◆ **Your task**: Quote all of the entries word for word.

## Start

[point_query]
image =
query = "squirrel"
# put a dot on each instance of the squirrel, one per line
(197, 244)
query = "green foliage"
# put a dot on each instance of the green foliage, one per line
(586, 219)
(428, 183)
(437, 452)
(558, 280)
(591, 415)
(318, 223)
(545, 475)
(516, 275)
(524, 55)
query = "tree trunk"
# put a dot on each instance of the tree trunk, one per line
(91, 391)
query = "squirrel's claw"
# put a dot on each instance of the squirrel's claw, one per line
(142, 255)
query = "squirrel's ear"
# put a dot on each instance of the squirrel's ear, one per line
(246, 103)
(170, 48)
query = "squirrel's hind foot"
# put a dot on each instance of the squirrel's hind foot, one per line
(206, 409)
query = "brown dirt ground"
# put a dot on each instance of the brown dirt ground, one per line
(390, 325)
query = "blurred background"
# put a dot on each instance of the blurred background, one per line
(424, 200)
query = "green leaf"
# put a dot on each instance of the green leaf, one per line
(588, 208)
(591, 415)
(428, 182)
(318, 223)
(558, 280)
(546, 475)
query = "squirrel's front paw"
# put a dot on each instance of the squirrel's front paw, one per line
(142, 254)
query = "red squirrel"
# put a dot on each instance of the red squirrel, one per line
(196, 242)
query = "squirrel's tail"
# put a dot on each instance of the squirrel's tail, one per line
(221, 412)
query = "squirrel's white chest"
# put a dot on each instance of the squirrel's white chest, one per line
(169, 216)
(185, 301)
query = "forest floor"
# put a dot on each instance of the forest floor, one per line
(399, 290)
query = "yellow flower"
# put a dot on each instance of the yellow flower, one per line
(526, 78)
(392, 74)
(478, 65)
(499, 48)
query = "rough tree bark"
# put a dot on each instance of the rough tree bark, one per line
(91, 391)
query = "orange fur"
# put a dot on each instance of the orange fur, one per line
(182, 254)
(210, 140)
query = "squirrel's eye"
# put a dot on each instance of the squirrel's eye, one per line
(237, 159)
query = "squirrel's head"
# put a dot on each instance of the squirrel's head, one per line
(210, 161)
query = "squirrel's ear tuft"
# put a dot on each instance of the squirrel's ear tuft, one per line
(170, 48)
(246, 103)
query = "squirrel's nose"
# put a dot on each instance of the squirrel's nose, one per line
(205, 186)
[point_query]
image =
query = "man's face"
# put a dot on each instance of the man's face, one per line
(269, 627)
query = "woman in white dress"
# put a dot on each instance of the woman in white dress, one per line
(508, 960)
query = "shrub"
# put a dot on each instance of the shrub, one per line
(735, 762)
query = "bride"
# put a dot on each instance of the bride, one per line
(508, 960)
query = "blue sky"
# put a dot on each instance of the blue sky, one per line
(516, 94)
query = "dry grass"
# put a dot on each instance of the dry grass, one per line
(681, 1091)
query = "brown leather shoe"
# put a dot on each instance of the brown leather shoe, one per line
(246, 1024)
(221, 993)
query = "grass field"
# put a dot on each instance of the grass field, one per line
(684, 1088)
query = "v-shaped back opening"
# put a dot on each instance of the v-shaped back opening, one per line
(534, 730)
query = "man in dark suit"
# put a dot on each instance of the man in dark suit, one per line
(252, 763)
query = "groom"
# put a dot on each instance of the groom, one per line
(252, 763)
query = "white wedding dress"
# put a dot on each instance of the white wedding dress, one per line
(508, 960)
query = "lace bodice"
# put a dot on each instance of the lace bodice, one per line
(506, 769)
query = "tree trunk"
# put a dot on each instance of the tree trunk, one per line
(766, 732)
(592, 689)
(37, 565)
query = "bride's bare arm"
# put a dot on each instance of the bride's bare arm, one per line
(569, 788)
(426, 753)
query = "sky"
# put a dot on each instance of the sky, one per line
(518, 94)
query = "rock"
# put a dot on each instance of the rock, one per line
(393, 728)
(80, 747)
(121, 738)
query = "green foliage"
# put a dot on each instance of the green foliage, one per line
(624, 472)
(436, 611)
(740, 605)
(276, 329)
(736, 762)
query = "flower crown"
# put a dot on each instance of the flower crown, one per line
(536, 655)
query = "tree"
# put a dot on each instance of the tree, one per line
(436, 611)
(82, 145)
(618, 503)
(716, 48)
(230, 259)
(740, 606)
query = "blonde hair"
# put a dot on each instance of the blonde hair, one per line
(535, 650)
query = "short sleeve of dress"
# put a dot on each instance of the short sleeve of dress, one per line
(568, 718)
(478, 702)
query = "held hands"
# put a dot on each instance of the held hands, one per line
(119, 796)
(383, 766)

## End

◆ **Task answer**:
[point_query]
image =
query = "squirrel"
# put a dot on each instance of the squirrel, one per line
(197, 244)
query = "green foliage"
# put a dot on each instance of the green foliage, one per line
(586, 219)
(428, 183)
(437, 452)
(558, 280)
(591, 415)
(318, 223)
(545, 475)
(516, 275)
(524, 55)
query = "tree trunk"
# put a dot on each instance of the tree trunk, one per line
(91, 391)
query = "squirrel's claw"
# put a dot on each instance of the squirrel's claw, one per line
(142, 255)
query = "squirrel's ear"
# put a dot on each instance of the squirrel's ear, one per line
(246, 103)
(170, 48)
query = "squirrel's hind foot"
# put a dot on each instance of the squirrel's hind foot, one per line
(206, 409)
query = "brown dirt ground"
# put a dot on each instance of the brown dirt ground, one per line
(390, 325)
query = "blurred background"
# put a dot on each instance of the blurred background, one per line
(424, 200)
query = "green leaf"
# put a dot on each instance of the green leaf, one per line
(588, 208)
(591, 415)
(428, 182)
(318, 223)
(558, 280)
(546, 475)
query = "squirrel's front paw"
# put a dot on each instance of the squirrel's front paw, one per line
(142, 254)
query = "red squirrel"
# put a dot on each instance of the red squirrel, one per line
(196, 242)
query = "squirrel's tail"
# put a dot on each instance of the squirrel's tail, one per line
(221, 412)
query = "squirrel's white chest"
# put a dot on each instance of the squirrel's white chest, one per line
(169, 216)
(185, 301)
query = "forest floor"
# put a dot on each instance of the forest floor, one per line
(399, 290)
query = "yellow flower"
# put a dot on each instance of the yellow flower, one per line
(526, 78)
(392, 74)
(478, 65)
(499, 48)
query = "rough tree bark"
# put a dot on each instance of the rough tree bark, one per line
(91, 391)
query = "orange fur"
# put a dot on each instance of the orange fur, one per line
(182, 254)
(210, 140)
query = "squirrel's eye"
# put a dot on each instance of the squirrel's eye, one per line
(237, 159)
query = "squirrel's head"
# put a dot on each instance of the squirrel's head, one per line
(210, 161)
query = "squirrel's ear tuft"
# put a dot on each instance of the squirrel's ear tuft, one per line
(170, 48)
(246, 103)
query = "squirrel's nose"
# put a dot on each instance of the squirrel's nose, one per line
(205, 186)
[point_query]
image =
query = "man's face"
# put a dot on each instance of the man's face, one per line
(269, 627)
query = "woman in white dress"
# put a dot on each instance of the woman in white dress, one per line
(508, 960)
query = "shrub"
# put a dot on each instance of the shrub, one per line
(735, 762)
query = "bride"
# put a dot on each instance of the bride, one per line
(508, 960)
query = "blue sky"
# put a dot on each instance of the blue sky, one per line
(516, 94)
query = "dry grass"
# put a dot on each instance of the dry grass, one per line
(681, 1091)
query = "brown leather shoe"
# put a dot on each instance of the brown leather shoe, one per line
(246, 1024)
(221, 993)
query = "grass field"
# put a dot on each instance of the grass field, one per line
(684, 1088)
query = "v-shaped back opening"
# put a dot on each instance of the v-shaped back opening, one per line
(534, 730)
query = "man in dark suit"
# put a dot on each instance of the man in dark suit, one per line
(252, 763)
query = "groom"
# put a dot on each instance of the groom, one per line
(252, 763)
query = "white wedding dress"
# put a dot on each instance of the white wedding dress, one per line
(508, 960)
query = "lace bodice"
# put a dot on each instance of the lace bodice, one per line
(506, 769)
query = "tree trunk"
# put a dot on each instance of the tree trunk, one per line
(766, 732)
(592, 689)
(37, 565)
query = "bride's bare arm"
# put a dot on each instance of the bride's bare arm, one per line
(569, 788)
(426, 753)
query = "sky"
# put a dot on each instance of the sky, one per line
(518, 94)
query = "rock"
# put a dot on each instance of the rock, one per line
(393, 728)
(80, 747)
(121, 738)
query = "green foliage"
# put a dot on each instance of the green foliage, one per line
(624, 472)
(436, 611)
(740, 605)
(276, 329)
(736, 762)
query = "flower crown"
# put a dot on each instance of the flower crown, one per line
(536, 655)
query = "tree"
# put a dot on each instance of the tree, one per line
(436, 611)
(82, 145)
(618, 503)
(716, 48)
(230, 259)
(740, 606)
query = "blonde hair"
# put a dot on each instance of the blonde hair, one per line
(535, 650)
query = "short sleeve of dress"
# put a dot on each instance of the short sleeve of dress, one per line
(568, 718)
(478, 702)
query = "held hands"
# put a dot on each instance of the held hands, one per line
(119, 796)
(383, 766)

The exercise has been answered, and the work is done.